◆ Task goal: Each record is to be transcribed exactly.

◆ Referring expression data:
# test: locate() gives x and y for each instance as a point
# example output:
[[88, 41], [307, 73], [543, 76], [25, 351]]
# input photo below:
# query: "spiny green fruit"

◆ Result of the task:
# test: locate() gives x and y for each instance as a point
# example output:
[[88, 41], [307, 73], [543, 76], [25, 351]]
# input photo below:
# query: "spiny green fruit"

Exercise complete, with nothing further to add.